[Entries taken from a collection]
•••••

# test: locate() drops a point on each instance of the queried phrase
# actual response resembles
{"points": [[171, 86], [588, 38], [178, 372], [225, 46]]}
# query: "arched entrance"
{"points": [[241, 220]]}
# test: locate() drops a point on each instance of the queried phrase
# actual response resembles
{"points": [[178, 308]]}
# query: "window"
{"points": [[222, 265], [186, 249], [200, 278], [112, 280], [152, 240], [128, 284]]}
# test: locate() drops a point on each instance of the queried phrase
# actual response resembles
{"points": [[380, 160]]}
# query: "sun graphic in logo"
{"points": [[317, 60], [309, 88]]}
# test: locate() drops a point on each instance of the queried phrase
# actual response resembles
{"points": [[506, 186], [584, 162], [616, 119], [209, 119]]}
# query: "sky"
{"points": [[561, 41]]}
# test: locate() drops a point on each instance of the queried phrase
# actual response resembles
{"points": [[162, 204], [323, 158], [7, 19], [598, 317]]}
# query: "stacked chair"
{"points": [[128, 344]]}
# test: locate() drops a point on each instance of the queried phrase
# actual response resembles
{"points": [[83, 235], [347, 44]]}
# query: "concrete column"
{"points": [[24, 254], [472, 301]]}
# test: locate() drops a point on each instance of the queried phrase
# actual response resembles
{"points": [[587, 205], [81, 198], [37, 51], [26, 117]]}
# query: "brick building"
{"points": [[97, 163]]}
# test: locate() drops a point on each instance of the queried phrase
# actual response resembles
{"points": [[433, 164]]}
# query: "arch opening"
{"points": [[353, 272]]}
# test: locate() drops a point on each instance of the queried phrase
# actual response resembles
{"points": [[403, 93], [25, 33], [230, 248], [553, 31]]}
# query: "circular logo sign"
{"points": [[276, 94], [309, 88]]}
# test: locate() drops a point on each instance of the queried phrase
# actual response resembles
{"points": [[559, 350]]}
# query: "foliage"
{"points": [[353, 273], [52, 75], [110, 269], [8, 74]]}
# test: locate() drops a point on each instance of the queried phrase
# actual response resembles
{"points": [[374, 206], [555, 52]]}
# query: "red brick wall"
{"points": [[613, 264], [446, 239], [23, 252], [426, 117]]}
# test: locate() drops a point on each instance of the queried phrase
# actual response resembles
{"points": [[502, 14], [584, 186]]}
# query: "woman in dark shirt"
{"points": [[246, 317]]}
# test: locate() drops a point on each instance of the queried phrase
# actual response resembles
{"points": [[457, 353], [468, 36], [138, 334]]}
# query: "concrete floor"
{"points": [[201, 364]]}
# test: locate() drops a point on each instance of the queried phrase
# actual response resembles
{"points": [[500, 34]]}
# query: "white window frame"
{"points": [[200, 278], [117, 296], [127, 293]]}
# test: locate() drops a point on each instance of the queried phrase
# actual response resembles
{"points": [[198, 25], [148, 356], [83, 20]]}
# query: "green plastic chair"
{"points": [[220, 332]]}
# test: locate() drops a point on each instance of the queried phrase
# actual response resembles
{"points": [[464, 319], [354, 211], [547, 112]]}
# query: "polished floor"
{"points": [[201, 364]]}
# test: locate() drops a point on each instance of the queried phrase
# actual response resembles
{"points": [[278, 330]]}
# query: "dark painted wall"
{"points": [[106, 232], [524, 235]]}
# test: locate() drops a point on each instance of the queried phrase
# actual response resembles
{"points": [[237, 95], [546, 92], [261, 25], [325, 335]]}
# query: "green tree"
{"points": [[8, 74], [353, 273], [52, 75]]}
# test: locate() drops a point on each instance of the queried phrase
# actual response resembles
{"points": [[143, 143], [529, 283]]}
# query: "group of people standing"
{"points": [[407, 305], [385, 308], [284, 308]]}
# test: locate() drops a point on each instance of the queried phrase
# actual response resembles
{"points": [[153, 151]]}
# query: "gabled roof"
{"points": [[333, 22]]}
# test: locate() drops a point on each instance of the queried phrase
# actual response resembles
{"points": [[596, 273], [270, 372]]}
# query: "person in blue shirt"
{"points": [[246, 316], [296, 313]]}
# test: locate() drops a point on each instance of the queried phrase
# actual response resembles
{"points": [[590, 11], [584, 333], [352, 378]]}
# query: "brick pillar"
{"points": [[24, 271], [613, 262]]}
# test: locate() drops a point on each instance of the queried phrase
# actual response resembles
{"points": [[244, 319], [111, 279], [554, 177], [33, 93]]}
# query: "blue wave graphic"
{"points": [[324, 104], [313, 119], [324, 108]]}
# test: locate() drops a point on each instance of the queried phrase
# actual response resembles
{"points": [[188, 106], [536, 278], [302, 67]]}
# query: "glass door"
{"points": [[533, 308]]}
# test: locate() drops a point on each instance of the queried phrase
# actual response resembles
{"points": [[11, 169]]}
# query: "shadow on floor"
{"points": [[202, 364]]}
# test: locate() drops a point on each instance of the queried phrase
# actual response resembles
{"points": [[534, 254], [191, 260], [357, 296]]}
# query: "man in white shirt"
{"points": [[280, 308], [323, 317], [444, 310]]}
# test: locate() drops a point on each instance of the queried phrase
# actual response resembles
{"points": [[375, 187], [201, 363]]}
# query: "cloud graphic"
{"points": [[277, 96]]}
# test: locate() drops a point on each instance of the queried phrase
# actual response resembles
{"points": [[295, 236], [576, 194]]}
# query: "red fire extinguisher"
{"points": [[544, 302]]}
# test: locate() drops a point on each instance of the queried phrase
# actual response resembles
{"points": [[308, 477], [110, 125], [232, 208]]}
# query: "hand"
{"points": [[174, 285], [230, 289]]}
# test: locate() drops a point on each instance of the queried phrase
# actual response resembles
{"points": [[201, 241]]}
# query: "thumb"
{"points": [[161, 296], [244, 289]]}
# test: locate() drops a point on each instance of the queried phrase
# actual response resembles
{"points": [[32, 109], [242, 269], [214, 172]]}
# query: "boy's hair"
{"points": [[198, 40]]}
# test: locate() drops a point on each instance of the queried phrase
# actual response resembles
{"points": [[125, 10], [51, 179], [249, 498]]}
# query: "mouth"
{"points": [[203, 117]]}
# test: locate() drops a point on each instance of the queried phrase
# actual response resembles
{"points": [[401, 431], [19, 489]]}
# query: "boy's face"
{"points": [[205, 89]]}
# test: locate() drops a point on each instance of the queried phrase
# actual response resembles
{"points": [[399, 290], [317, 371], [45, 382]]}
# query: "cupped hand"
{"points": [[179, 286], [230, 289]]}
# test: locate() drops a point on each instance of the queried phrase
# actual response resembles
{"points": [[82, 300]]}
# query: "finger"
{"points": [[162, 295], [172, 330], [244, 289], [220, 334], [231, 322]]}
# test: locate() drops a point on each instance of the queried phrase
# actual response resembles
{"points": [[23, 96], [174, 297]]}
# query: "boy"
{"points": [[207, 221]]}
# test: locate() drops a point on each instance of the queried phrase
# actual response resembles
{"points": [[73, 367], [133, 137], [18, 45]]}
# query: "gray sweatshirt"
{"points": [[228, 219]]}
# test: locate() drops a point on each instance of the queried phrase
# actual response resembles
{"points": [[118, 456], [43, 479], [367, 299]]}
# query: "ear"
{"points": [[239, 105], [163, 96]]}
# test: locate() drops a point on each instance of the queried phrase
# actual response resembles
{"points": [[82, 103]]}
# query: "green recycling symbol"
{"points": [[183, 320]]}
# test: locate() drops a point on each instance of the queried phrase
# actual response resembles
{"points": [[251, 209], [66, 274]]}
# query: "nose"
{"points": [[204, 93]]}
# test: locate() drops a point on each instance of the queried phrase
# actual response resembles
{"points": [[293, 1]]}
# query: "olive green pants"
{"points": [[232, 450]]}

•••••

How to complete this task —
Output each line of the data exactly as it stands above.

Solution to the problem —
# test: locate() drops a point on each instance of the queried phrase
# actual response resembles
{"points": [[171, 86], [588, 38], [178, 372], [225, 46]]}
# query: "arched entrance"
{"points": [[241, 220]]}
# test: locate() drops a point on each instance of the queried phrase
# actual response resembles
{"points": [[178, 308]]}
# query: "window"
{"points": [[222, 265], [186, 249], [200, 278], [112, 280], [152, 240], [128, 284]]}
# test: locate() drops a point on each instance of the queried phrase
# actual response resembles
{"points": [[380, 160]]}
# query: "sun graphic in logo"
{"points": [[317, 60], [309, 88]]}
# test: locate() drops a point on each instance of the queried phrase
# actual response resembles
{"points": [[506, 186], [584, 162], [616, 119], [209, 119]]}
# query: "sky"
{"points": [[561, 41]]}
# test: locate() drops a point on each instance of the queried phrase
# actual response resembles
{"points": [[162, 204], [323, 158], [7, 19], [598, 317]]}
# query: "stacked chair"
{"points": [[128, 344]]}
# test: locate() drops a point on each instance of the queried phrase
# actual response resembles
{"points": [[83, 235], [347, 44]]}
# query: "concrete column"
{"points": [[24, 254], [472, 301]]}
# test: locate() drops a point on each instance of the queried phrase
# actual response resembles
{"points": [[587, 205], [81, 198], [37, 51], [26, 117]]}
# query: "brick building"
{"points": [[97, 163]]}
# test: locate() drops a point on each instance of the queried phrase
# actual response resembles
{"points": [[433, 164]]}
# query: "arch opening"
{"points": [[353, 272]]}
# test: locate() drops a point on each instance of the queried phrase
# actual response resembles
{"points": [[403, 93], [25, 33], [230, 248], [553, 31]]}
# query: "circular logo sign"
{"points": [[276, 94], [309, 88]]}
# test: locate() drops a point on each instance of the queried phrase
# actual response resembles
{"points": [[559, 350]]}
# query: "foliage"
{"points": [[353, 273], [52, 75], [110, 269], [8, 74]]}
# test: locate() drops a point on each instance of the queried phrase
# actual response resembles
{"points": [[374, 206], [555, 52]]}
# query: "red brick wall"
{"points": [[613, 264], [446, 239], [23, 252], [426, 117]]}
# test: locate() drops a point on each instance of the queried phrase
# actual response resembles
{"points": [[502, 14], [584, 186]]}
# query: "woman in dark shirt"
{"points": [[246, 317]]}
# test: locate() drops a point on each instance of the queried phrase
# actual response resembles
{"points": [[457, 353], [468, 36], [138, 334]]}
# query: "concrete floor"
{"points": [[201, 364]]}
# test: locate() drops a point on each instance of the queried phrase
# actual response resembles
{"points": [[500, 34]]}
# query: "white window frame"
{"points": [[200, 278], [117, 296], [127, 293]]}
# test: locate() drops a point on each instance of the queried phrase
# actual response resembles
{"points": [[198, 25], [148, 356], [83, 20]]}
# query: "green plastic chair"
{"points": [[220, 332]]}
# test: locate() drops a point on each instance of the queried phrase
# actual response resembles
{"points": [[464, 319], [354, 211], [547, 112]]}
# query: "polished floor"
{"points": [[201, 364]]}
# test: locate() drops a point on each instance of the queried phrase
# actual response resembles
{"points": [[278, 330]]}
# query: "dark painted wall"
{"points": [[106, 232], [524, 235]]}
# test: locate() drops a point on each instance of the queried phrase
# actual response resembles
{"points": [[237, 95], [546, 92], [261, 25], [325, 335]]}
# query: "green tree"
{"points": [[8, 74], [353, 273], [52, 75]]}
# test: locate() drops a point on each instance of the queried phrase
# actual response resembles
{"points": [[143, 143], [529, 283]]}
# query: "group of people standing"
{"points": [[407, 305], [385, 308], [284, 308]]}
# test: locate() drops a point on each instance of the queried phrase
# actual response resembles
{"points": [[153, 151]]}
# query: "gabled roof"
{"points": [[333, 22]]}
# test: locate() drops a point on each instance of the queried phrase
# actual response resembles
{"points": [[596, 273], [270, 372]]}
# query: "person in blue shirt"
{"points": [[246, 316], [296, 313]]}
# test: locate() drops a point on each instance of the queried phrase
# actual response resembles
{"points": [[590, 11], [584, 333], [352, 378]]}
# query: "brick pillar"
{"points": [[24, 271], [613, 262]]}
# test: locate() drops a point on each instance of the queried phrase
# actual response resembles
{"points": [[244, 319], [111, 279], [554, 177], [33, 93]]}
# query: "blue wave graphic"
{"points": [[324, 104], [313, 119], [324, 108]]}
# test: locate() drops a point on each instance of the queried phrase
# actual response resembles
{"points": [[188, 106], [536, 278], [302, 67]]}
# query: "glass door"
{"points": [[533, 308]]}
# test: locate() drops a point on each instance of the queried phrase
# actual response resembles
{"points": [[11, 169]]}
# query: "shadow on floor"
{"points": [[202, 364]]}
# test: locate() drops a point on each instance of the queried phrase
# actual response resembles
{"points": [[534, 254], [191, 260], [357, 296]]}
# query: "man in white shirt"
{"points": [[280, 308], [323, 317], [444, 310]]}
# test: locate() drops a point on each instance of the queried phrase
# actual response resembles
{"points": [[375, 187], [201, 363]]}
# query: "cloud graphic"
{"points": [[277, 96]]}
# test: locate() drops a point on each instance of the queried phrase
# actual response resembles
{"points": [[295, 236], [576, 194]]}
# query: "red fire extinguisher"
{"points": [[544, 302]]}
# test: locate() drops a point on each instance of the queried phrase
# actual response resembles
{"points": [[308, 477], [110, 125], [232, 208]]}
# query: "hand"
{"points": [[174, 285], [230, 289]]}
# test: locate() drops a point on each instance of the queried phrase
# actual response resembles
{"points": [[201, 241]]}
# query: "thumb"
{"points": [[161, 296], [244, 289]]}
# test: locate() drops a point on each instance of the queried phrase
# actual response resembles
{"points": [[32, 109], [242, 269], [214, 172]]}
# query: "boy's hair"
{"points": [[198, 40]]}
# test: locate() drops a point on each instance of the queried phrase
# actual response resembles
{"points": [[125, 10], [51, 179], [249, 498]]}
# query: "mouth"
{"points": [[203, 117]]}
# test: locate() drops a point on each instance of the queried phrase
# actual response resembles
{"points": [[401, 431], [19, 489]]}
# query: "boy's face"
{"points": [[205, 89]]}
# test: locate() drops a point on each instance of the queried phrase
# actual response resembles
{"points": [[399, 290], [317, 371], [45, 382]]}
# query: "cupped hand"
{"points": [[179, 286], [230, 289]]}
# test: locate() drops a point on each instance of the queried phrase
# actual response resembles
{"points": [[82, 300]]}
# query: "finger"
{"points": [[162, 295], [172, 330], [244, 289], [220, 334], [231, 322]]}
# test: locate() drops a point on each instance of the queried phrase
# actual response resembles
{"points": [[23, 96], [174, 297]]}
# query: "boy"
{"points": [[207, 221]]}
# test: locate() drops a point on each instance of the queried phrase
# actual response resembles
{"points": [[73, 367], [133, 137], [18, 45]]}
# query: "gray sweatshirt"
{"points": [[228, 219]]}
# test: locate() drops a point on each instance of the queried phrase
# actual response resembles
{"points": [[118, 456], [43, 479], [367, 299]]}
# query: "ear"
{"points": [[239, 105], [163, 96]]}
# test: locate() drops a point on each instance of the queried phrase
# actual response resembles
{"points": [[82, 103]]}
# query: "green recycling symbol"
{"points": [[183, 320]]}
# test: locate() drops a point on each instance of the queried phrase
# actual response resembles
{"points": [[251, 209], [66, 274]]}
# query: "nose"
{"points": [[204, 93]]}
# test: locate() drops a point on each instance of the queried phrase
# actual response resembles
{"points": [[293, 1]]}
# query: "olive green pants"
{"points": [[232, 450]]}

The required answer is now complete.